2022 Fiscal Year Research-status Report
Development of a Venusian non-hydrostatic atmospheric general circulation model for exploring the role of thermal convection in large-scale structures in the cloud layer
Project/Area Number |
20K04062
|
Research Institution | Kobe University |
Principal Investigator |
樫村 博基 神戸大学, 理学研究科, 講師 (80635186)
|
Project Period (FY) |
2020-04-01 – 2024-03-31
|
Keywords | 金星大気 / 全球非静力学モデル / 高解像度計算 / 季節依存性 / 鉛直対流 |
Outline of Annual Research Achievements |
今年度は、非静力学金星大気大循環モデル「金星SCALE-GM」の開発および高解像度長時間積分、さらに従来型の静力学金星大気大循環モデル「AFES-Venus」による自転軸の傾きを考慮した実験を行った。 まず、前年度に金星SCALE-GMの高解像度計算において観測された、南北対称な強制の下で生じる南北非対称な構造について、積分期間を1100地球日程度に延長してその頑健性を検証した。結果、南北非対称構造が現れるのは計算開始から400地球日ほどであり、それ以降はほぼ南北対称な構造が維持されて、再び南北非対称構造が現れることはなかった。これより、南北対称な強制下で現れた南北非対称構造はイニシャルショックの一種だと考えられる。ただし、南北非対称構造が400地球日ほどに渡って維持されたことは、場の南北対称性の安定性の弱さを示唆している。 そこで、これまでの研究でほとんど考慮されてこなかった金星の自転軸の傾き(約2.6度)を導入した実験をAFES-Venusを用いて行った。その結果、冬半球で夏半球よりも中緯度ジェットが10 m/s 程度強くなるという有意な季節変動が得られた。加えて、冬半球において上層のハドレー循環が拡大強化され、フェレル循環も強化されることが分かった。つまり、これらの季節依存性は、地球大気のそれと定性的に同じであることが見出された。 また、金星SCALE-GMに負の安定度強制を与えることで、実際に鉛直対流が表現されるか検証した。結果、夜面の高度50-60 km付近で鉛直対流が活発に生じることが確認された。負の安定度強制を様々に変えた実験も実施できた。

*作業指示:* 金星大気モデル開発の研究報告を、最後の文の次から書き継いでください。

*行の一覧:*
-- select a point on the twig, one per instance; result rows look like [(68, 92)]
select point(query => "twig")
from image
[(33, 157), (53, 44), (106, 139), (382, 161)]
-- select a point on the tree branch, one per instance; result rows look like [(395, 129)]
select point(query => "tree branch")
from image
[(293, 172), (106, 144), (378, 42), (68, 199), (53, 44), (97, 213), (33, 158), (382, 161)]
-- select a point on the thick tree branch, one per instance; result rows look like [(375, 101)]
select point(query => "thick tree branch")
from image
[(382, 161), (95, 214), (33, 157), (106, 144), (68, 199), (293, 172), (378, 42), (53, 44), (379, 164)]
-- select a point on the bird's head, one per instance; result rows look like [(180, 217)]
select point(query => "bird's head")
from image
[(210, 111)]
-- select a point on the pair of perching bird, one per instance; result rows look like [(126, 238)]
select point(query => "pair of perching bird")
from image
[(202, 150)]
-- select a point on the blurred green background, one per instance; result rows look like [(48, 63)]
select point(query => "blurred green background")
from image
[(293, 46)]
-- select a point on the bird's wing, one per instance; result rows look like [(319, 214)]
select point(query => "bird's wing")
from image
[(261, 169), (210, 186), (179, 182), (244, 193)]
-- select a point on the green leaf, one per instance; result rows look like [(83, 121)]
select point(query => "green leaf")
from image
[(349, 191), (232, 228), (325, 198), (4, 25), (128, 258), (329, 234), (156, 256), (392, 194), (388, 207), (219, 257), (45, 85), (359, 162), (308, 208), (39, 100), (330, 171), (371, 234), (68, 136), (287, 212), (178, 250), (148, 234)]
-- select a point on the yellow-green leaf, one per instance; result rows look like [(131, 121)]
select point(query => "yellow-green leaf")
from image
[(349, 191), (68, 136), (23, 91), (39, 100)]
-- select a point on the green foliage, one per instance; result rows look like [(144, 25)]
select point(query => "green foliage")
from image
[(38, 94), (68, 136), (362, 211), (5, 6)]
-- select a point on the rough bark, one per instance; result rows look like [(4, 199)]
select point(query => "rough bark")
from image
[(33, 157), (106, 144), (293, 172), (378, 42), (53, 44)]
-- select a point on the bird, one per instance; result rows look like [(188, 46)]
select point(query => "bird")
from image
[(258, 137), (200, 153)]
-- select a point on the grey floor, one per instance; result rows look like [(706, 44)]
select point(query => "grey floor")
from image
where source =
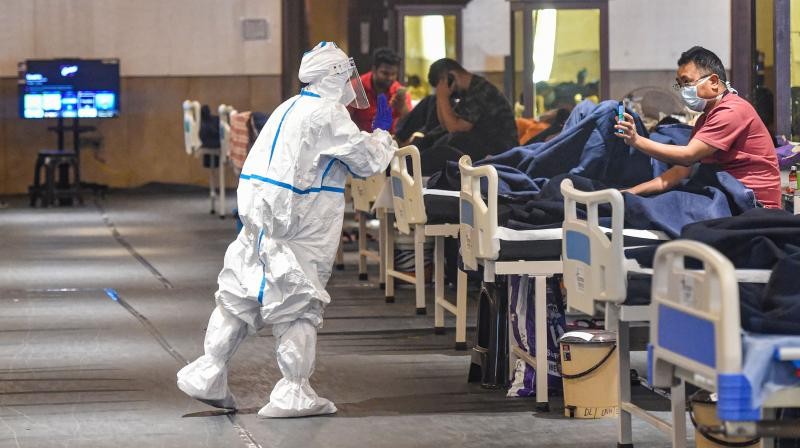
[(100, 305)]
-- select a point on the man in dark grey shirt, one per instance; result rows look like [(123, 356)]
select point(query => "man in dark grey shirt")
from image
[(467, 115)]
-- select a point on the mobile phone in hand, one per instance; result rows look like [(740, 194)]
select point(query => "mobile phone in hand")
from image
[(620, 115)]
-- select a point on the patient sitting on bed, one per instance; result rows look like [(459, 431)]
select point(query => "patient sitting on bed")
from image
[(729, 133)]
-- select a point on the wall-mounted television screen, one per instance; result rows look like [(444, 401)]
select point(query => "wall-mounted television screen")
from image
[(69, 88)]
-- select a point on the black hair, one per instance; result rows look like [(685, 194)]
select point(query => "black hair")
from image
[(386, 56), (440, 67), (705, 60)]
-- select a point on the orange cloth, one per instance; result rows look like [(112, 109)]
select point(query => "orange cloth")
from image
[(527, 128)]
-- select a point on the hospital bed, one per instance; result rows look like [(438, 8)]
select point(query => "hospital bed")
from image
[(597, 275), (193, 146), (410, 213), (225, 114), (504, 251), (696, 337), (365, 192)]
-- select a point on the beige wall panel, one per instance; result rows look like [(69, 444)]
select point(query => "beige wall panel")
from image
[(265, 93), (136, 32), (204, 37), (16, 34), (63, 29), (150, 37), (263, 57), (145, 144)]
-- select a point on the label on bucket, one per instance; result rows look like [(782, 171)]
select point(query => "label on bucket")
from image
[(579, 412)]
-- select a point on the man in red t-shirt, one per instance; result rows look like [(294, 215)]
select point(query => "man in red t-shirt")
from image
[(382, 79), (729, 133)]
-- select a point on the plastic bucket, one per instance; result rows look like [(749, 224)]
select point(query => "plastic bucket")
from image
[(590, 374)]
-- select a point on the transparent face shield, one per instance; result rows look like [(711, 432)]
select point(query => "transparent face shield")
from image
[(354, 94)]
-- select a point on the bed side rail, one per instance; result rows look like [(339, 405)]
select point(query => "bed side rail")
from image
[(478, 218), (593, 262), (191, 126), (409, 207), (366, 191), (694, 327)]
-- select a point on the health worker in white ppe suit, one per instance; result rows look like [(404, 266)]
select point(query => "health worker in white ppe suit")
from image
[(291, 201)]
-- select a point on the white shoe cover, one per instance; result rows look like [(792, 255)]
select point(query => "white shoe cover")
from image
[(293, 395), (206, 379), (295, 400)]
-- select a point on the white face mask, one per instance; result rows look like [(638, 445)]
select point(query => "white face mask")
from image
[(690, 98)]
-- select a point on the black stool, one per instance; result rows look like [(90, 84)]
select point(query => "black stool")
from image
[(54, 162), (489, 365)]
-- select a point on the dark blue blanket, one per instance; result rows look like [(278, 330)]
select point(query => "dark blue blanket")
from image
[(586, 147), (708, 194)]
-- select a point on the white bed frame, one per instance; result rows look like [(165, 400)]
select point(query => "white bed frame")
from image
[(225, 113), (480, 244), (193, 146), (706, 300), (409, 214), (365, 192), (595, 273)]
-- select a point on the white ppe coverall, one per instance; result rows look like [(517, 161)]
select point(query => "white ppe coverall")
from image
[(291, 201)]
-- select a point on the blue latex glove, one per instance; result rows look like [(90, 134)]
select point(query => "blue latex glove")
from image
[(383, 116)]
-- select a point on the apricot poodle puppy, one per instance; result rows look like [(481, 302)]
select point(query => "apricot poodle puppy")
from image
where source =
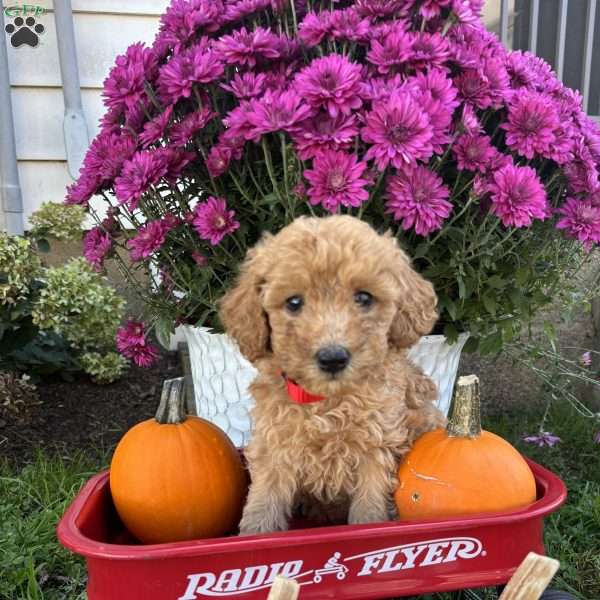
[(331, 306)]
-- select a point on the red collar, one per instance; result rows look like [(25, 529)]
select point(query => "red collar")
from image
[(298, 394)]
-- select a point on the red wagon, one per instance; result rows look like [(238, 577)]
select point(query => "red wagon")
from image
[(342, 562)]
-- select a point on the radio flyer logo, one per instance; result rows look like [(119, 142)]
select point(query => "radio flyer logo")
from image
[(237, 581), (24, 28)]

*回答:*
|
Current Status of Research Progress |
Current Status of Research Progress
2: Research has progressed on the whole more than it was originally planned.
Reason
モデル開発、計算ともにおおむね計画通りに進んでいる。大型計算機「富岳」を利用することで、高解像度計算も実現できた。自転軸の傾き(季節)依存性に関しては計画外だが、観測的に示唆されている現象との関連やデータ同化研究において重要だと考えられるため実施した。
|
Strategy for Future Research Activity |
鉛直対流を陽に表現した金星SCALE-GMの計算を解析する。これにより、鉛直対流の低安定度層や筋状構造への寄与や相互作用を明らかにする。また大気下端で山岳波を励起する設定での実験を行い、非静力学モデルにおける弓状構造の再現性を確認する。これまでの研究内容をまとめ、論文化する。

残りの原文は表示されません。